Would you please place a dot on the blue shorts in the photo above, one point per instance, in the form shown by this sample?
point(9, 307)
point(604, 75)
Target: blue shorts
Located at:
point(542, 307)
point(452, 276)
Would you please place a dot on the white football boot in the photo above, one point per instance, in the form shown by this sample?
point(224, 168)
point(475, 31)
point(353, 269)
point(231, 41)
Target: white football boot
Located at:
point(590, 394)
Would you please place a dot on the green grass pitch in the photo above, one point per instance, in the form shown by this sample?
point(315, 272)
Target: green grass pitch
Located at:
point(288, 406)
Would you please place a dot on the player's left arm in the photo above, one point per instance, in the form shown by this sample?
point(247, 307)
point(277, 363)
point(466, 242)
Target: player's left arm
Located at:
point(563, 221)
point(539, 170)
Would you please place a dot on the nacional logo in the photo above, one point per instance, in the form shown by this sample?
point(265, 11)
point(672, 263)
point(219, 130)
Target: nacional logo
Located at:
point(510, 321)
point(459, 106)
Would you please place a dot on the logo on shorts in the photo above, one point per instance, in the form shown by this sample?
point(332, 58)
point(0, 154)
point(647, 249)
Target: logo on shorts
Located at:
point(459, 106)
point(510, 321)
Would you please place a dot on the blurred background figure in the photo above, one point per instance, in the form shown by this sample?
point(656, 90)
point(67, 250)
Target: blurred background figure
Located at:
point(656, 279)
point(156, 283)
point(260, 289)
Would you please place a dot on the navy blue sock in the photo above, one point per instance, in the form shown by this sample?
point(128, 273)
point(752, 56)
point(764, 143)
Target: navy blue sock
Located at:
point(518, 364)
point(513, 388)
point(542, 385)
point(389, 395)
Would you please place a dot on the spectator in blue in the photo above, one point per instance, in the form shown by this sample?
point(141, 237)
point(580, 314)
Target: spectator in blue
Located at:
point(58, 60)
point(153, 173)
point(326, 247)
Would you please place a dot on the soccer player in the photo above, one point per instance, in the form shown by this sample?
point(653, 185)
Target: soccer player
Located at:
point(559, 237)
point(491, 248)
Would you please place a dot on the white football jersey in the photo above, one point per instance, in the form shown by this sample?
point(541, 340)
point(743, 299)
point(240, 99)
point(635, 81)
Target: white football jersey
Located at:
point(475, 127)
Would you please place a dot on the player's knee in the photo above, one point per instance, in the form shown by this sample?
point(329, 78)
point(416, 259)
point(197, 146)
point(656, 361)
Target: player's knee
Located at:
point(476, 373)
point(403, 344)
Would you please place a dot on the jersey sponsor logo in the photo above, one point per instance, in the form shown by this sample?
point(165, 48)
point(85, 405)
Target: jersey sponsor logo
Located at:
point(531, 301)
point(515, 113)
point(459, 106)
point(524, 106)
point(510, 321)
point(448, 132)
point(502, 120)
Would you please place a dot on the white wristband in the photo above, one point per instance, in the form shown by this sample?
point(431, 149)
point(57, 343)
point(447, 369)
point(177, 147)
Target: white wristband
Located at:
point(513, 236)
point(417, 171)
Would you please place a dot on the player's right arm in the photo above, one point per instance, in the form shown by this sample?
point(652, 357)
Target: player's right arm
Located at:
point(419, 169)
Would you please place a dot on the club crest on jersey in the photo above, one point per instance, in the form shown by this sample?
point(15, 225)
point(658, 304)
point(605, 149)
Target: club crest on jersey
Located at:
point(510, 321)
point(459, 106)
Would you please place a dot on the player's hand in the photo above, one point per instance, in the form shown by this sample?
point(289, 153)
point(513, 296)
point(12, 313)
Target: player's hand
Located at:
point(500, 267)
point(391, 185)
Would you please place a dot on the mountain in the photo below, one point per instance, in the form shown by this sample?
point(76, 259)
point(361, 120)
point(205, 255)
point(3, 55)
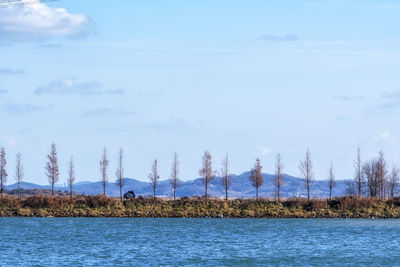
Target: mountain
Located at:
point(240, 187)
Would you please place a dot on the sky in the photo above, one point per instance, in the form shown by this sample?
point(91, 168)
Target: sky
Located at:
point(248, 78)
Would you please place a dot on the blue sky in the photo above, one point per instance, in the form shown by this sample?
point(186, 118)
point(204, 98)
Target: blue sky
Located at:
point(252, 78)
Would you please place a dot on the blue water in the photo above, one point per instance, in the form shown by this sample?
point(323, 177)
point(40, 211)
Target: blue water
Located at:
point(198, 242)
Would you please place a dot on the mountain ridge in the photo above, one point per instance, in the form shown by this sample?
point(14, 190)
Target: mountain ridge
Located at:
point(240, 187)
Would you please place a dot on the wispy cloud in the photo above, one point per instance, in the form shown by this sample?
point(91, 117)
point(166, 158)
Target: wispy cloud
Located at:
point(72, 86)
point(392, 95)
point(8, 71)
point(8, 139)
point(348, 98)
point(12, 107)
point(263, 150)
point(174, 124)
point(279, 38)
point(385, 136)
point(40, 21)
point(106, 111)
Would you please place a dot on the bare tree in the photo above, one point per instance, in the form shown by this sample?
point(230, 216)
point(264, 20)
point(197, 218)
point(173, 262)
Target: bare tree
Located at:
point(358, 177)
point(306, 167)
point(103, 170)
point(331, 181)
point(52, 171)
point(381, 172)
point(278, 181)
point(174, 180)
point(256, 177)
point(3, 172)
point(226, 177)
point(393, 181)
point(369, 173)
point(120, 173)
point(71, 175)
point(207, 172)
point(19, 171)
point(154, 177)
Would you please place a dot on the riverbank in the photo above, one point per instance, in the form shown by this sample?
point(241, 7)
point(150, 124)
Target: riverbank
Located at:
point(101, 206)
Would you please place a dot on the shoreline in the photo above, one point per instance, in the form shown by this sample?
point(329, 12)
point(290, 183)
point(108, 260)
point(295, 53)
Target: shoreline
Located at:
point(102, 206)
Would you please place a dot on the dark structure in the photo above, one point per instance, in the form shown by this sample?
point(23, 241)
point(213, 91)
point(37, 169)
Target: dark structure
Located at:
point(129, 195)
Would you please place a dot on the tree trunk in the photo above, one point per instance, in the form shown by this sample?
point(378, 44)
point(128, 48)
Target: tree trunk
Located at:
point(279, 193)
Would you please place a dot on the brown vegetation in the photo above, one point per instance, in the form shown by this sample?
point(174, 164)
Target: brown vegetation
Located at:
point(102, 206)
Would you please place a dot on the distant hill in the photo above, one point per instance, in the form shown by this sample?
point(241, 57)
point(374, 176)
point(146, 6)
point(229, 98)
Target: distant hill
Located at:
point(241, 187)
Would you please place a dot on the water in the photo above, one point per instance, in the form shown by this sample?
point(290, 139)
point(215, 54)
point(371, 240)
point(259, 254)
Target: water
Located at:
point(198, 242)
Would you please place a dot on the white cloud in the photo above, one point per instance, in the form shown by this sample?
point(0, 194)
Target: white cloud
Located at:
point(39, 21)
point(106, 111)
point(72, 86)
point(264, 150)
point(8, 140)
point(385, 136)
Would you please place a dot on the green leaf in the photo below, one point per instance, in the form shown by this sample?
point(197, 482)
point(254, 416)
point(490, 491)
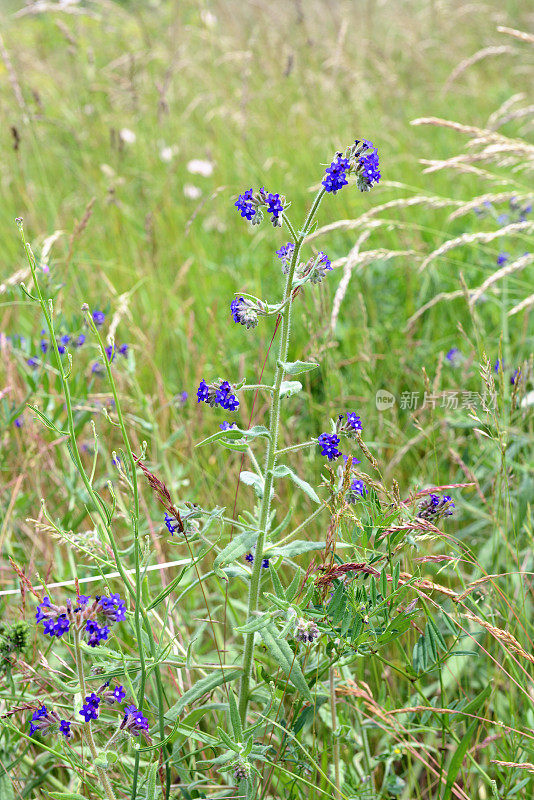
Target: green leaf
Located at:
point(288, 388)
point(201, 688)
point(7, 791)
point(457, 759)
point(240, 544)
point(297, 367)
point(293, 548)
point(237, 433)
point(283, 471)
point(286, 660)
point(47, 422)
point(252, 479)
point(151, 781)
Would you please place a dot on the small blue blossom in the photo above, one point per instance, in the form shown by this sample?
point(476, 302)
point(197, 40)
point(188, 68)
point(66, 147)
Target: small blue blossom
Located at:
point(112, 607)
point(89, 710)
point(245, 204)
point(358, 487)
point(95, 633)
point(336, 174)
point(134, 721)
point(244, 312)
point(172, 525)
point(328, 443)
point(368, 173)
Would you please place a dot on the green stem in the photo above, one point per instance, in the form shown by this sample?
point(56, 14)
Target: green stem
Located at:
point(88, 731)
point(271, 457)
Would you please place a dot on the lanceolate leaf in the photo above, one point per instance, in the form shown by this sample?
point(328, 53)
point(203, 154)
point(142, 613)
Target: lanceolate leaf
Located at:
point(297, 367)
point(240, 544)
point(283, 471)
point(286, 659)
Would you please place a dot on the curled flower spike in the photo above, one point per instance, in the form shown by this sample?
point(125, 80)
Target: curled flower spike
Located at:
point(83, 615)
point(217, 395)
point(284, 254)
point(244, 312)
point(328, 443)
point(245, 204)
point(42, 720)
point(435, 507)
point(134, 722)
point(306, 630)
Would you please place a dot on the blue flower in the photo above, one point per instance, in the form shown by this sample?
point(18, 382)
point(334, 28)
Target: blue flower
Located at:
point(42, 720)
point(244, 312)
point(368, 172)
point(227, 426)
point(113, 607)
point(434, 507)
point(89, 710)
point(134, 721)
point(336, 174)
point(358, 487)
point(245, 204)
point(274, 207)
point(328, 443)
point(95, 633)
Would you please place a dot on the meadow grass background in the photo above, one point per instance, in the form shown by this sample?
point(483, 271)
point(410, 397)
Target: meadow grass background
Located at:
point(267, 93)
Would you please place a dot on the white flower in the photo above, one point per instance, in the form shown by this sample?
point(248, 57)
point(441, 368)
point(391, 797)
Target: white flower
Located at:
point(199, 167)
point(192, 192)
point(127, 136)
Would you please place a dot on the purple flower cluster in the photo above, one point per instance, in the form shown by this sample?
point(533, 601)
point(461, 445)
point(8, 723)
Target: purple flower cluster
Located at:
point(219, 394)
point(367, 173)
point(244, 312)
point(89, 710)
point(249, 205)
point(328, 443)
point(84, 614)
point(435, 507)
point(336, 174)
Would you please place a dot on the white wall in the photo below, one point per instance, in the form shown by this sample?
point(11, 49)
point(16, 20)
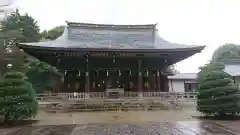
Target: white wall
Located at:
point(176, 85)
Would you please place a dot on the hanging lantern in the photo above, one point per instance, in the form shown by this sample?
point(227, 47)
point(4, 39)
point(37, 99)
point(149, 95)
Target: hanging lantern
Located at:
point(114, 59)
point(119, 73)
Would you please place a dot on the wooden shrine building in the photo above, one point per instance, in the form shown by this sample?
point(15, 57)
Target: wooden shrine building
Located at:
point(96, 57)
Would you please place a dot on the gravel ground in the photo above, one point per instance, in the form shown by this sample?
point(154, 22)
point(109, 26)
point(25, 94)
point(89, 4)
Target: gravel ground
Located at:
point(113, 117)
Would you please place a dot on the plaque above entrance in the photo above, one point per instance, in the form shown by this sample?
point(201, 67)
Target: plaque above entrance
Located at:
point(114, 92)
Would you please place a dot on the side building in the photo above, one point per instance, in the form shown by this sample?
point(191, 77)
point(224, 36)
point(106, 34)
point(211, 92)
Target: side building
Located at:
point(187, 82)
point(97, 57)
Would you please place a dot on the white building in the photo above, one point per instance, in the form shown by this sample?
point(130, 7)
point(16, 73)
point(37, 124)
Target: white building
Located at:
point(182, 82)
point(186, 82)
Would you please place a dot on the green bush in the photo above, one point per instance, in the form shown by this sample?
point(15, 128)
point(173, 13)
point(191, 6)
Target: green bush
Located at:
point(217, 94)
point(17, 97)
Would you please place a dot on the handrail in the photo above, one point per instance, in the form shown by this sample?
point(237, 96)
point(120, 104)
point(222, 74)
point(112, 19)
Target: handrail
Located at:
point(83, 95)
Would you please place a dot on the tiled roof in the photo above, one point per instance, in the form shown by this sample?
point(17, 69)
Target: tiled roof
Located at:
point(84, 35)
point(183, 76)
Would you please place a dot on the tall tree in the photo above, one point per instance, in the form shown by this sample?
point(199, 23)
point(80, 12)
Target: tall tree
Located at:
point(23, 24)
point(27, 30)
point(17, 97)
point(217, 94)
point(227, 53)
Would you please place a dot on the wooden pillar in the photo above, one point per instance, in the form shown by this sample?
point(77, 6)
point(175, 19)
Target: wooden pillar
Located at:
point(140, 83)
point(158, 81)
point(87, 75)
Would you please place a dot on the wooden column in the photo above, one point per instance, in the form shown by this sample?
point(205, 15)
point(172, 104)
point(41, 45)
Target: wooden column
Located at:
point(158, 81)
point(140, 83)
point(87, 75)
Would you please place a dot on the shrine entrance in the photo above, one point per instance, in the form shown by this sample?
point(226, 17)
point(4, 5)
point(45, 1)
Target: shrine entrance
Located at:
point(101, 80)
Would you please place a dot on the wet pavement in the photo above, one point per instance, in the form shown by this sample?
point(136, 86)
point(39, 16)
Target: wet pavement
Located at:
point(154, 128)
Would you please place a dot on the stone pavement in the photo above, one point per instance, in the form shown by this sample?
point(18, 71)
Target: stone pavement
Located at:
point(154, 128)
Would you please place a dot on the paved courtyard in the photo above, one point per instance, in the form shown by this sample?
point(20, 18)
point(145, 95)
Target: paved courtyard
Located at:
point(125, 123)
point(155, 128)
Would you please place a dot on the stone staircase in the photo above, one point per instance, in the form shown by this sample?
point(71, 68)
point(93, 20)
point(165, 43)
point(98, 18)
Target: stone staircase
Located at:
point(123, 104)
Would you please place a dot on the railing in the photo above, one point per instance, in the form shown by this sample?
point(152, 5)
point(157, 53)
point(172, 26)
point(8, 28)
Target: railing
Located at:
point(83, 95)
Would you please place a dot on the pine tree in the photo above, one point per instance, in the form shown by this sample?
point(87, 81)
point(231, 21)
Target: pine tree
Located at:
point(217, 94)
point(17, 97)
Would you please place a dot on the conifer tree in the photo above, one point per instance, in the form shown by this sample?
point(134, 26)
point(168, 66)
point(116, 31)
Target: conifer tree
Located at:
point(217, 94)
point(17, 97)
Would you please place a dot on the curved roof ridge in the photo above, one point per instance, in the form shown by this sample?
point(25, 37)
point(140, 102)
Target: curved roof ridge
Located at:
point(161, 43)
point(76, 24)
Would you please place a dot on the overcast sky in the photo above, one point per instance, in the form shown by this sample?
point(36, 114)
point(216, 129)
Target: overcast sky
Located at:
point(194, 22)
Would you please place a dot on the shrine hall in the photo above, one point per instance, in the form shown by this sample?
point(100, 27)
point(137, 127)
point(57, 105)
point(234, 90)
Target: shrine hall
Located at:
point(97, 57)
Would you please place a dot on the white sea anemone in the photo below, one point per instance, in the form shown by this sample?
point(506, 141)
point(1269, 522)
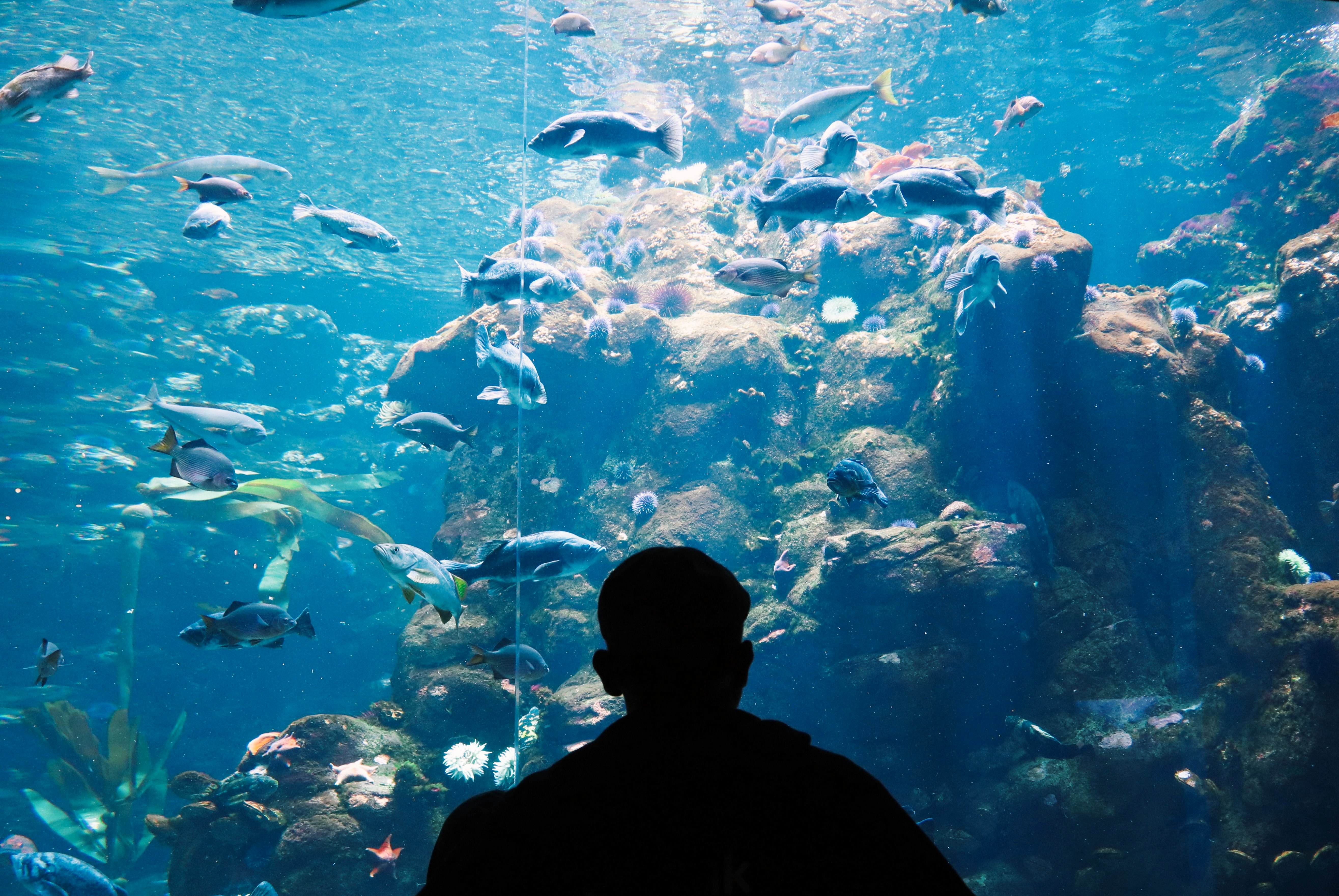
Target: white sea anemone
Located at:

● ● ● ●

Requirement: Word for word, restate the lines of the listing above starting at the line with "point(226, 17)" and ending at the line with "point(18, 71)", and nothing outside them.

Solution to this exercise:
point(226, 17)
point(4, 5)
point(45, 1)
Target: shrine entrance
Located at:
point(101, 80)
Would you please place a dot on the wet pavement in the photo above, one point per instance, in the form shown by this sample?
point(136, 86)
point(39, 16)
Target: wet pavement
Located at:
point(154, 128)
Would you please place a dot on the stone pavement in the photo above, one point per instance, in the form shown by this sample?
point(18, 71)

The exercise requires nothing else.